>> START ENTRIES
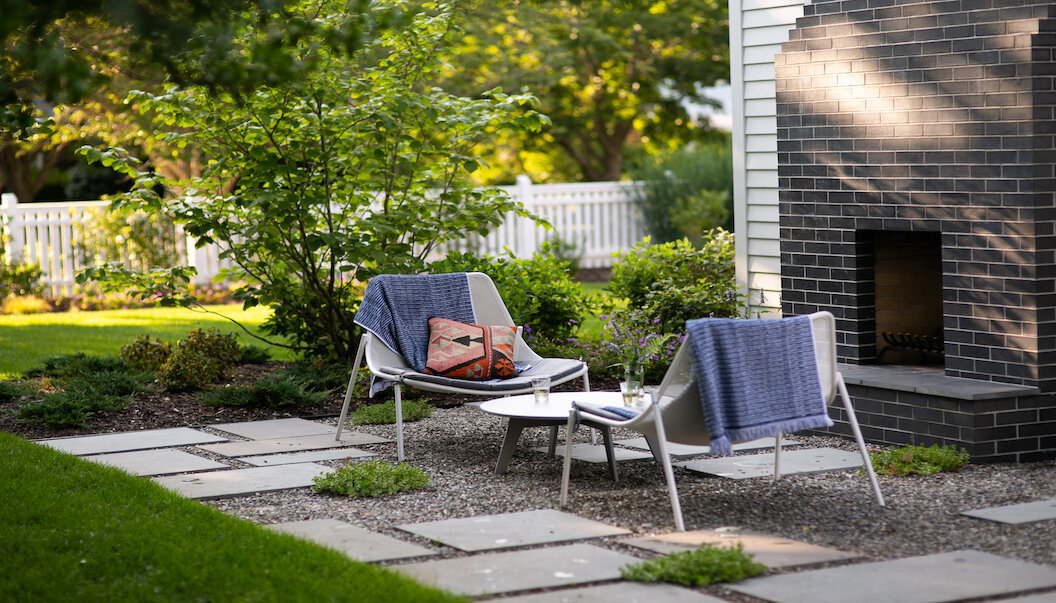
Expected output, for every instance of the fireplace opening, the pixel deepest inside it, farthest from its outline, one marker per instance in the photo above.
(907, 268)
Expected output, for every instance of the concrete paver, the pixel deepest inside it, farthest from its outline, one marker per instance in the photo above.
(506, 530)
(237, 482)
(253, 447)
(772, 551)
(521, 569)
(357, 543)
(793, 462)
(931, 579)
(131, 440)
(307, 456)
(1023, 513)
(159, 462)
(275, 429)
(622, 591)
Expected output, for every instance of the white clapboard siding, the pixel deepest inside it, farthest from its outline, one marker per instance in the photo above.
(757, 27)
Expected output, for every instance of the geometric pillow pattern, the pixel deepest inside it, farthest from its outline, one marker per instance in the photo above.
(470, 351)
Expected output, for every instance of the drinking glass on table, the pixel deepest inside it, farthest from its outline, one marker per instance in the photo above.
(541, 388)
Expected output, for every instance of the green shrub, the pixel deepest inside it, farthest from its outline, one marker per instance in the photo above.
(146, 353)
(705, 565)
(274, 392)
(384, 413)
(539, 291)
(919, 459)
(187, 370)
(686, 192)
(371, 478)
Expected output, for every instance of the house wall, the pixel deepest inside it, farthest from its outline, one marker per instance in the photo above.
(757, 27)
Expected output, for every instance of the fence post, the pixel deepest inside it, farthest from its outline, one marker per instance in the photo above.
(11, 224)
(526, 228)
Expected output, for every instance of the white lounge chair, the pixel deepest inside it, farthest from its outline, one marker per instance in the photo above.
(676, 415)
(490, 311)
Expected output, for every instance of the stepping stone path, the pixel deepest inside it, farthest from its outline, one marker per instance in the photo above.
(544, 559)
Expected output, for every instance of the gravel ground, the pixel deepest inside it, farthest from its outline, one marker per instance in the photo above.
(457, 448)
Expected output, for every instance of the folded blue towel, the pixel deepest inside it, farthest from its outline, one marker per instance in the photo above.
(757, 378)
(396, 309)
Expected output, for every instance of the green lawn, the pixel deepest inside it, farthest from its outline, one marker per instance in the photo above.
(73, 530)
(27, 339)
>> END ENTRIES
>> START ENTRIES
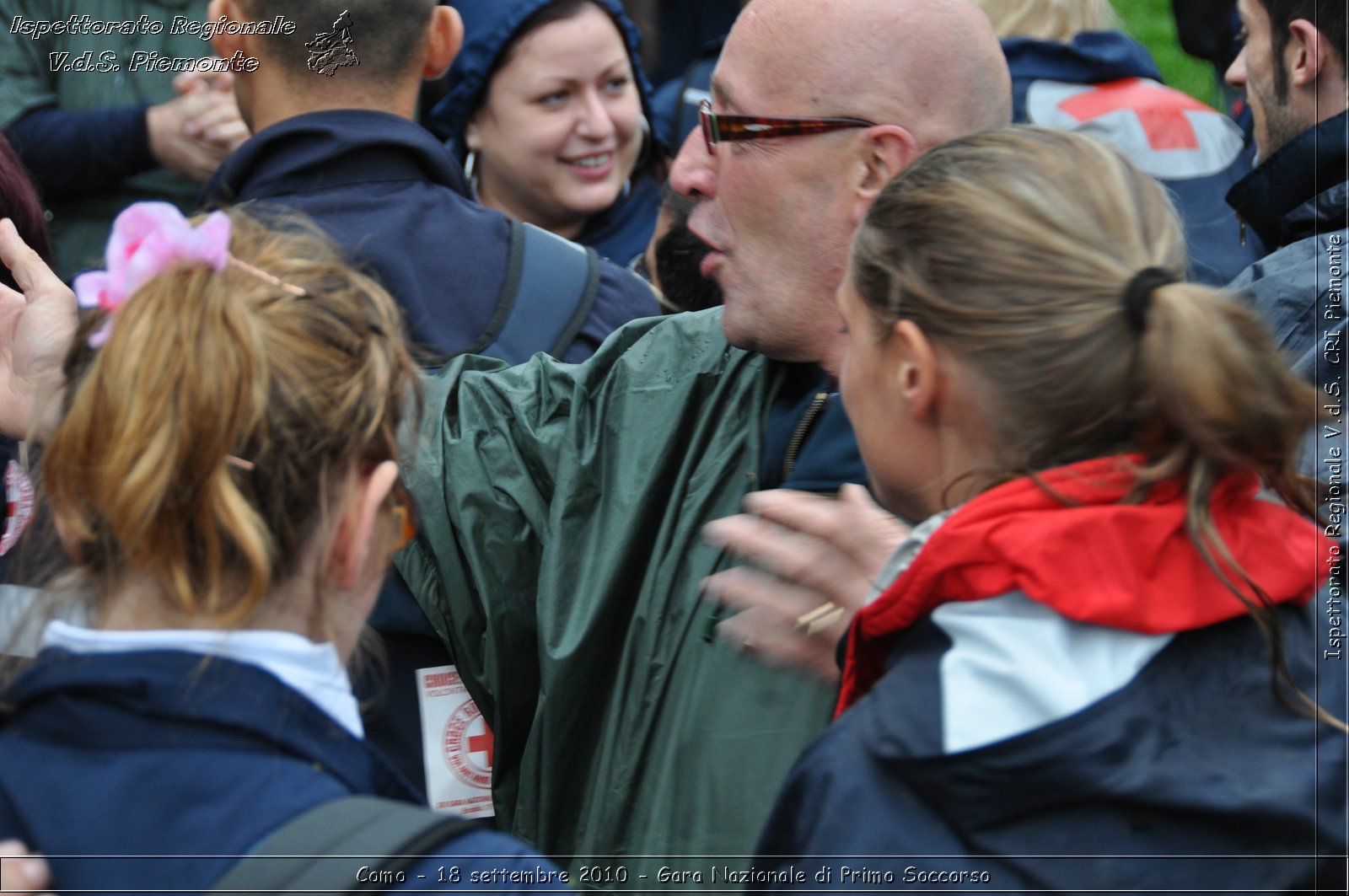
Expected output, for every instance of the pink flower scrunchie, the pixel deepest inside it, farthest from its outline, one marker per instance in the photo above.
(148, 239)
>> END ENTRIES
>> START ENTRIES
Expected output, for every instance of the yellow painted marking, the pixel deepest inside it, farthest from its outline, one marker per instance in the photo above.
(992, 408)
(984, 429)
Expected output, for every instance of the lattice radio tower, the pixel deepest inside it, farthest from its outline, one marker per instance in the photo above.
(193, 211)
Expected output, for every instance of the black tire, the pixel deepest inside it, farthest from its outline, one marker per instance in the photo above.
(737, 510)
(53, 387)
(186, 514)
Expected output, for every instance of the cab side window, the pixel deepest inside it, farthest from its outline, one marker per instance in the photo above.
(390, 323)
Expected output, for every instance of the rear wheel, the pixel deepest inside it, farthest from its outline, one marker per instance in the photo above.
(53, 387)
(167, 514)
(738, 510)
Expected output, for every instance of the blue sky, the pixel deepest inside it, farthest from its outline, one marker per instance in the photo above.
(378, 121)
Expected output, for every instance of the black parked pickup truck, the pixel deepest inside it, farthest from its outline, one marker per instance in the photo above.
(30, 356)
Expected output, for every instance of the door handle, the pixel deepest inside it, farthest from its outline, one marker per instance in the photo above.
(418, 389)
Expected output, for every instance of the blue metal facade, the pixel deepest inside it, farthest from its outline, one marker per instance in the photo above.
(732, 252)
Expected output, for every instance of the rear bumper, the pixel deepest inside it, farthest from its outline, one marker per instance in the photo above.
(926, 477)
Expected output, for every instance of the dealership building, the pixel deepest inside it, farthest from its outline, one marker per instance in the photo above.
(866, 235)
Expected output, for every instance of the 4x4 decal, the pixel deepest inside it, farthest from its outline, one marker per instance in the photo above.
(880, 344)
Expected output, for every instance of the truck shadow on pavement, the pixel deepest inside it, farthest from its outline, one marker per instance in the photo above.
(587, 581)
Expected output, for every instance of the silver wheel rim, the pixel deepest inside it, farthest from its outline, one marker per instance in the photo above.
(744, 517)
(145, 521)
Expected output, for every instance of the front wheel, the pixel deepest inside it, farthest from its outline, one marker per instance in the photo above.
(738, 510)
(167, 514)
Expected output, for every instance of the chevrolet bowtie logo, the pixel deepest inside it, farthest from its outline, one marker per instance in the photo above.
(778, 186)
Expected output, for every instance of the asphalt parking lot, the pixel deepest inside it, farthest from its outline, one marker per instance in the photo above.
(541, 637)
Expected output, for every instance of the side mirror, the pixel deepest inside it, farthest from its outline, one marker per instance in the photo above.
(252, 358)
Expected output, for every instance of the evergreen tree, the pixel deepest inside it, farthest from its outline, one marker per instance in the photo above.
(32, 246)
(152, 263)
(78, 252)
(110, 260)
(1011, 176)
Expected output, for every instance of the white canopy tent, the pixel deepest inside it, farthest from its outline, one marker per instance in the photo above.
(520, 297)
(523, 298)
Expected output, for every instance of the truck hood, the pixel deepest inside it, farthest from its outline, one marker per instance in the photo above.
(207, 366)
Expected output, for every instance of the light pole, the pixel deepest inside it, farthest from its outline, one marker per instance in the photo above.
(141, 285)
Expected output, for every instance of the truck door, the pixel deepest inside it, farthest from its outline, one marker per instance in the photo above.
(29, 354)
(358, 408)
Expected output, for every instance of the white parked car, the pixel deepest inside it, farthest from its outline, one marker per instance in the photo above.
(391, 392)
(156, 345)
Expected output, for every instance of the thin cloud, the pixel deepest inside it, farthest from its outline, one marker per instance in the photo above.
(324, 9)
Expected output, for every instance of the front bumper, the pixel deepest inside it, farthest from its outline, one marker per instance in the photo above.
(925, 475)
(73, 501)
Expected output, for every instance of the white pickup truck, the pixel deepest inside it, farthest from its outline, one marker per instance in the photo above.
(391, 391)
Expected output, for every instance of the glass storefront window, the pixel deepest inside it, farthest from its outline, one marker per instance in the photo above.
>> END ENTRIES
Starting with the line that contains "Expected output, for every instance of the white pickup" and going on through the line that contains "Expected output, for every instance of the glass", lay out those lines of the data above as a JSON list of strings, one string per line, with blank lines left out.

[
  "Expected output, for every instance of the white pickup truck, the pixel deepest inside it, farthest from its outline, one marker per instance in the photo above.",
  "(391, 391)",
  "Expected output, for every instance of the glass storefront window, the pixel deepest inside it, farthest from its outline, one marker per instance in the photo above."
]